Task objective
Put each line of the rows below into a JSON list of strings, one string per line, and leave out any blank lines.
-- START Dataset rows --
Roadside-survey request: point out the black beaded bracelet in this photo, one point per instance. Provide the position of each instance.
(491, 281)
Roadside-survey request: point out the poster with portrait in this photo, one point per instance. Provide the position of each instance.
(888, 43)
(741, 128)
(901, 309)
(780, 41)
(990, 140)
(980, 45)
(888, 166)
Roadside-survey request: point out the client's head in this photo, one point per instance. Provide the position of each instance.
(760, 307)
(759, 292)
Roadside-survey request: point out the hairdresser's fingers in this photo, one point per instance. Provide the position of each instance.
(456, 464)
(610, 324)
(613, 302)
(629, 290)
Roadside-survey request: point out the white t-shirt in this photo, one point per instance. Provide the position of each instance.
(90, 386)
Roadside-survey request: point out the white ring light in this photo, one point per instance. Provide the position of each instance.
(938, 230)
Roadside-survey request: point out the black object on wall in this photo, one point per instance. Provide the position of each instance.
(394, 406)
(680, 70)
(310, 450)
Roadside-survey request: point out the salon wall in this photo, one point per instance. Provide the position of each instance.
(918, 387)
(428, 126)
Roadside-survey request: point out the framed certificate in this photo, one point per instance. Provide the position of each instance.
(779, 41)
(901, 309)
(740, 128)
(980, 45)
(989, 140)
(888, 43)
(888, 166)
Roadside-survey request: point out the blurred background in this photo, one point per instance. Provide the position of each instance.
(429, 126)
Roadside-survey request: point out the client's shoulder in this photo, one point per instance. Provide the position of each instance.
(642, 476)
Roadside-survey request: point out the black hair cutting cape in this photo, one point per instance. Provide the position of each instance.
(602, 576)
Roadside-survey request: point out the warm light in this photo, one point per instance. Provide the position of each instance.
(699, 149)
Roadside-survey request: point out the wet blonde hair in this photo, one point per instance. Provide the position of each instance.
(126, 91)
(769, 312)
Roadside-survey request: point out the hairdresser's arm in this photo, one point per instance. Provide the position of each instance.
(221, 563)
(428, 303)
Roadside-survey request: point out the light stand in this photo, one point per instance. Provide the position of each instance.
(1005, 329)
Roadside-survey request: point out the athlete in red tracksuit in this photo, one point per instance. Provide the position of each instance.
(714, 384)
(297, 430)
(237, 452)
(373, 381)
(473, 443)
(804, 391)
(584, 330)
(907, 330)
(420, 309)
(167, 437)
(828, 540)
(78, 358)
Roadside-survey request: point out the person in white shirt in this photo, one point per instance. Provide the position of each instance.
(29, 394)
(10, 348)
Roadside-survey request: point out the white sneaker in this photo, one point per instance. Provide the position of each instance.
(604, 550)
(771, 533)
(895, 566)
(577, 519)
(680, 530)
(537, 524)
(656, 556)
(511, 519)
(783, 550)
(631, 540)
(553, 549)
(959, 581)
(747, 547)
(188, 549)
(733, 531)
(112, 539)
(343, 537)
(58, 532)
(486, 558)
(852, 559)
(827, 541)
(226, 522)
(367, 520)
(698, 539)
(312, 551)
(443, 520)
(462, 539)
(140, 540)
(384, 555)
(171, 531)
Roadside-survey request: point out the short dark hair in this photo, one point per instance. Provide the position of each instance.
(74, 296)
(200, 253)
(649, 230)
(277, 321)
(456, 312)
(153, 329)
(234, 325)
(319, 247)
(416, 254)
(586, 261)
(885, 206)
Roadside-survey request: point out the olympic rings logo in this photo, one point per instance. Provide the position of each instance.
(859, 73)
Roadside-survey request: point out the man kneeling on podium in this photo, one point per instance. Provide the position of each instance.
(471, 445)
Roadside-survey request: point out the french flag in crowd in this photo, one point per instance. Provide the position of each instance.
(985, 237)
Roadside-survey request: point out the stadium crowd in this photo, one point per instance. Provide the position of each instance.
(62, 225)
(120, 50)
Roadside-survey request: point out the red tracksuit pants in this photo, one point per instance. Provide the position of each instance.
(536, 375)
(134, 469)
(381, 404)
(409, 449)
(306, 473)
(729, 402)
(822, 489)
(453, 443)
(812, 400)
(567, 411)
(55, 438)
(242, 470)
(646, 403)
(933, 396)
-- END Dataset rows --
Correct answer
[
  "Roadside-survey request: point out the black beaded bracelet in this photo, one point per instance. Provide the position of each instance.",
  "(491, 281)",
  "Roadside-survey request: point out the poster with portrait in this photo, one point per instance. Provide the position of each instance.",
  "(888, 43)",
  "(741, 128)",
  "(901, 309)",
  "(780, 41)",
  "(990, 140)",
  "(980, 45)",
  "(888, 166)",
  "Roadside-survey request: point out the client's head in this photo, one point per instance. Provide the position of each instance.",
  "(760, 307)",
  "(759, 292)",
  "Roadside-survey request: point out the hairdresser's fingers in this photo, one point per instance. Provide the position of each instance.",
  "(456, 464)",
  "(610, 324)",
  "(613, 302)",
  "(629, 290)",
  "Roadside-survey request: point out the white t-shirt in this photo, one point per instance. Provide the position of each instance.",
  "(90, 386)",
  "Roadside-survey request: point out the white ring light in this photo, one point per instance. Provide the position of each instance.",
  "(938, 230)",
  "Roadside-survey request: point out the black object on wall in this photo, one point per instance. Provide the position of each instance.",
  "(394, 406)",
  "(680, 70)",
  "(310, 450)",
  "Roadside-survey request: point out the salon wall in this photo, one point per instance. Provide the position of each instance.",
  "(918, 387)",
  "(428, 126)",
  "Roadside-survey request: point out the framed certificate in this photo, one point per instance. Provide the position of each instance.",
  "(779, 41)",
  "(901, 309)",
  "(740, 128)",
  "(980, 45)",
  "(989, 140)",
  "(888, 43)",
  "(888, 166)",
  "Roadside-survey request: point out the blurred background in this photo, one point per instance. Provide the position of each instance.",
  "(429, 126)",
  "Roadside-survey request: point out the client's shoulder in this photo, one point per instance. Provide the position of each instance.",
  "(642, 476)",
  "Roadside-survey request: point out the black hair cutting cape in this photo, one point per instance. Provide the position of each instance.",
  "(602, 576)",
  "Roadside-survey request: point out the warm light in this photo, one point per instance. Provide the position of each instance.",
  "(699, 149)",
  "Roadside-survey request: point out the wet blonde hair in this photo, one point per instance. Provide the position of each instance.",
  "(126, 91)",
  "(769, 312)",
  "Roadside-survey request: point out the hairdresser's arm in this photo, one point per instance. Provide the position of each instance.",
  "(221, 563)",
  "(428, 303)",
  "Roadside-survey request: point out the light stand in this photo, one point per instance. Provide the position of each instance.",
  "(1005, 329)",
  "Roadside-survey request: point out the athlete in red tracksuit in this photo, one point per instance. Provide the position of each instance.",
  "(714, 384)",
  "(297, 430)",
  "(237, 452)",
  "(373, 381)",
  "(473, 443)",
  "(804, 391)",
  "(584, 330)",
  "(907, 330)",
  "(420, 309)",
  "(167, 437)",
  "(828, 540)",
  "(78, 358)",
  "Roadside-survey request: point out the person in white shirt in this photo, one point per instance. Provide the position of each instance.",
  "(29, 394)",
  "(10, 348)",
  "Roadside-survey request: point out the white sneaker in this photo, one point per instance. Provide the position of each instance.",
  "(604, 550)",
  "(771, 533)",
  "(895, 566)",
  "(577, 519)",
  "(680, 530)",
  "(537, 524)",
  "(656, 556)",
  "(511, 519)",
  "(783, 550)",
  "(631, 540)",
  "(553, 549)",
  "(959, 581)",
  "(747, 547)",
  "(188, 549)",
  "(733, 531)",
  "(112, 539)",
  "(343, 537)",
  "(58, 532)",
  "(486, 558)",
  "(852, 559)",
  "(827, 541)",
  "(226, 522)",
  "(367, 520)",
  "(698, 539)",
  "(312, 551)",
  "(443, 520)",
  "(462, 539)",
  "(140, 540)",
  "(384, 555)",
  "(171, 531)",
  "Roadside-survey request: point out the short dark hair in this photo, one point per instance. Provide the position of each instance.",
  "(74, 296)",
  "(200, 253)",
  "(649, 230)",
  "(277, 321)",
  "(456, 312)",
  "(153, 329)",
  "(234, 325)",
  "(319, 247)",
  "(416, 254)",
  "(586, 261)",
  "(885, 206)",
  "Roadside-survey request: point out the olympic rings logo in this photo, one point per instance. Provide the position of each instance.",
  "(859, 73)",
  "Roadside-survey request: point out the man kneeling on podium in this photo, one point per instance. Provide the position of each instance.",
  "(471, 445)",
  "Roadside-survey request: point out the french flag in crowd in this photo, one point per instance. Provide the position of each instance.",
  "(985, 237)",
  "Roadside-survey request: point out the stadium crowd in this photo, one point per instance. Provide the position of each instance.",
  "(62, 225)",
  "(120, 50)",
  "Roadside-survey request: point out the red tracksuit pants in this photo, one point per instance. Provide the position of each instance.",
  "(536, 375)",
  "(134, 469)",
  "(381, 404)",
  "(409, 449)",
  "(306, 473)",
  "(729, 402)",
  "(822, 489)",
  "(453, 443)",
  "(812, 400)",
  "(567, 411)",
  "(55, 438)",
  "(242, 470)",
  "(646, 403)",
  "(933, 396)"
]